Excerpts from location labeling data

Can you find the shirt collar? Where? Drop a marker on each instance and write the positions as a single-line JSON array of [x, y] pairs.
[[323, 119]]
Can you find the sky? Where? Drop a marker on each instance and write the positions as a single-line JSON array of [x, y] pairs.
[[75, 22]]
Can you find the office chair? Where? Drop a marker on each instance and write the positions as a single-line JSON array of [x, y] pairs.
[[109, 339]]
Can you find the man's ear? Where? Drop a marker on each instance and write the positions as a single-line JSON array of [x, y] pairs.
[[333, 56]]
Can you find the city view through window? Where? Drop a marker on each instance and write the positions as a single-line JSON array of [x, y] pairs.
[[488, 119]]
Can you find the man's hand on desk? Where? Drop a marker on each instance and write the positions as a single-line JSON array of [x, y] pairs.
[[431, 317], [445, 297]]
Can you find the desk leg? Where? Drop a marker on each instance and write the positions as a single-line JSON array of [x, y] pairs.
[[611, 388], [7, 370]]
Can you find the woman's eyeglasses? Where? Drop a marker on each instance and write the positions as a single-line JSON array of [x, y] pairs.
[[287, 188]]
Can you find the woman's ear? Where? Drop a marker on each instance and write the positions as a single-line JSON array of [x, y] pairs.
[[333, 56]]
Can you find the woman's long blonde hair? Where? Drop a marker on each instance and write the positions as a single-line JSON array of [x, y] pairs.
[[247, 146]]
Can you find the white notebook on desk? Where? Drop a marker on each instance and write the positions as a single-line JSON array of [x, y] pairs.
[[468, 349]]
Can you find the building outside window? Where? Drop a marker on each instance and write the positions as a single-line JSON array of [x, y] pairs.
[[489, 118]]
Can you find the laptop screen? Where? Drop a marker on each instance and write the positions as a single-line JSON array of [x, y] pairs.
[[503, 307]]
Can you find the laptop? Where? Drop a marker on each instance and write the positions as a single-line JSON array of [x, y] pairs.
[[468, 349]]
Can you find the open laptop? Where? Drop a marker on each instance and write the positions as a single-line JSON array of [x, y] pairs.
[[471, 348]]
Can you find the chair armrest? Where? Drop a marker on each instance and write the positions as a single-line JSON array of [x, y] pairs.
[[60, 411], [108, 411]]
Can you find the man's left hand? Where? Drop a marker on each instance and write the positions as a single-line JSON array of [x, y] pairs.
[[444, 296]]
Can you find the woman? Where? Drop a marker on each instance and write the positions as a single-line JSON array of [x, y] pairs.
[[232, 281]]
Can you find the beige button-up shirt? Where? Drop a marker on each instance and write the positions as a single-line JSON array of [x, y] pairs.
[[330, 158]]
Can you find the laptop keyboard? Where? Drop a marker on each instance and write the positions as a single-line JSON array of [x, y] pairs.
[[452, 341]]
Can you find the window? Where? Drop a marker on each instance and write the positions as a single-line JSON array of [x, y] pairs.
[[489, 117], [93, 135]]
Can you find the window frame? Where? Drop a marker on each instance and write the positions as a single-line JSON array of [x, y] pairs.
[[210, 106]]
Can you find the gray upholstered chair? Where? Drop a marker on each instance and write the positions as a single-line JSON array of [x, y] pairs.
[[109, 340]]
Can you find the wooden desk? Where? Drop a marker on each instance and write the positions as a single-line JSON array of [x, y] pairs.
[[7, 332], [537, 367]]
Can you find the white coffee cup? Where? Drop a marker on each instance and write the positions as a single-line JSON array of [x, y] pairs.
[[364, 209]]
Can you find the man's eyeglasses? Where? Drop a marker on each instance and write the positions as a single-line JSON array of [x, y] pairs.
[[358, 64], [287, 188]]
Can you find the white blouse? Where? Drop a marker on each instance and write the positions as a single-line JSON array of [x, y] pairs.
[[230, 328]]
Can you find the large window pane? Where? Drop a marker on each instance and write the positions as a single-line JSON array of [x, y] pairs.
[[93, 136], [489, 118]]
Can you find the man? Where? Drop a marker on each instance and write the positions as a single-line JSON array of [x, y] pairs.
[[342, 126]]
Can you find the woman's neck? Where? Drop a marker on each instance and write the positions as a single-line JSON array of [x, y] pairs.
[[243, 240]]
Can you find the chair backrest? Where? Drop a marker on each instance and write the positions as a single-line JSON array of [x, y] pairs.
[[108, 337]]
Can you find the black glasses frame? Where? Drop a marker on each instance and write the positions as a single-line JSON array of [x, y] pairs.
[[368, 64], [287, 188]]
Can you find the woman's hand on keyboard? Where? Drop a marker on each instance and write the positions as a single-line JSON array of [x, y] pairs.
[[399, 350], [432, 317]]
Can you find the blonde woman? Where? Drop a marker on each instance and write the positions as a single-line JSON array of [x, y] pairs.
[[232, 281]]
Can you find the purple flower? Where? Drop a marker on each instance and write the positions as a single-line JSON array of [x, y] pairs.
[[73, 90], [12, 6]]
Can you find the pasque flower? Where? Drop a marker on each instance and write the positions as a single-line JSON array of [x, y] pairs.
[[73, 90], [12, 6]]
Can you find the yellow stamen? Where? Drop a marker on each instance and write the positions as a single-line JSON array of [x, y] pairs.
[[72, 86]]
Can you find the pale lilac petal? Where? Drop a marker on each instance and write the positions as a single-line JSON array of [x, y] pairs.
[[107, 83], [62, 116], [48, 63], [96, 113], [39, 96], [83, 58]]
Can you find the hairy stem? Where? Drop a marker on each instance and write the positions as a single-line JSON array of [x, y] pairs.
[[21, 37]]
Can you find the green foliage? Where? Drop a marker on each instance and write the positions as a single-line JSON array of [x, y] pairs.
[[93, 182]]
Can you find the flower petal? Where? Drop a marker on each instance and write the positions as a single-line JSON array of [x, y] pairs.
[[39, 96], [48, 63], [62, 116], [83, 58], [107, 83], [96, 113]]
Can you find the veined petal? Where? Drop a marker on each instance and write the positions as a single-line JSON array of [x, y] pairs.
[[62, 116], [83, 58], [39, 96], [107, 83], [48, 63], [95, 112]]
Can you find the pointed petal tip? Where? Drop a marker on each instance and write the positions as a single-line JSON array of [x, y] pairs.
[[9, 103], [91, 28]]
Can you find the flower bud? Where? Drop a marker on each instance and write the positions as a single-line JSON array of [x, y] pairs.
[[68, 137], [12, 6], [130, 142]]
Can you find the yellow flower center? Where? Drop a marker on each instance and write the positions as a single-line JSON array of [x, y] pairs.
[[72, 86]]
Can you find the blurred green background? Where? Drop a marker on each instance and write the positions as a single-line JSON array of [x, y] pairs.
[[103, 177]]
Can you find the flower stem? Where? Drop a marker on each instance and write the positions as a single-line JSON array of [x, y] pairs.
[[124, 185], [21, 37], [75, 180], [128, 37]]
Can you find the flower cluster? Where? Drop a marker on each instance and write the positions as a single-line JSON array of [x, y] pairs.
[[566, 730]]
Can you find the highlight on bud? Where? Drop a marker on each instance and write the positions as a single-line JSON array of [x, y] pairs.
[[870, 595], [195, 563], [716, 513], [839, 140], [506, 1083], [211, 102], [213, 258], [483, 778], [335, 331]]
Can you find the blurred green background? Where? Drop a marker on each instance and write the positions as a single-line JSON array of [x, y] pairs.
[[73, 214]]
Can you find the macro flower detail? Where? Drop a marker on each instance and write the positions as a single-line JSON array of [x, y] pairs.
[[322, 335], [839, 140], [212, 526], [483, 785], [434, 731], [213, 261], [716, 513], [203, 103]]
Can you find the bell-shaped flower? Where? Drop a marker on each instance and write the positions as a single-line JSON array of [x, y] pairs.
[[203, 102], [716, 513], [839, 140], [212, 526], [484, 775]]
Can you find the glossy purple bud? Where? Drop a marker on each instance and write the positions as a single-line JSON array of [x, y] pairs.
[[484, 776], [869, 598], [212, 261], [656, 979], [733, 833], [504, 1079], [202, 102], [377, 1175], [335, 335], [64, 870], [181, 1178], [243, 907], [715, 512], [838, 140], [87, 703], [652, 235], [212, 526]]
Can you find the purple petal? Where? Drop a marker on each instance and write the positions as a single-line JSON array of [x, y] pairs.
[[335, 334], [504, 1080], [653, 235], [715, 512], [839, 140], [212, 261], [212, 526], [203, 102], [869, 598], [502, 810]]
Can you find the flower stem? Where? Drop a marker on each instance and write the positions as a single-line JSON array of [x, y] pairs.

● **Work to do**
Repeat the lines of the records above word for word, starting with the line that contains "Can you find the woman's ear?" and going on through the line that contains "[[489, 118]]".

● **Final result**
Can you find the woman's ear? Where? Drop a marker on each instance and write the positions as a single-line JSON array of [x, y] pairs.
[[333, 56]]
Can you find the woman's long blonde hair? Where? Drop a marker on each instance and write the positions as a single-line JSON array of [x, y] pairs.
[[247, 146]]
Can you find the white notebook on desk? Where? Drop a marker on each instance and write the positions as a single-line JSON array of [x, y] pairs.
[[468, 349]]
Can you find the building outside window? Where? Drop a marker on each instance and write the positions as a single-line JSON array of [x, y] pairs.
[[489, 118]]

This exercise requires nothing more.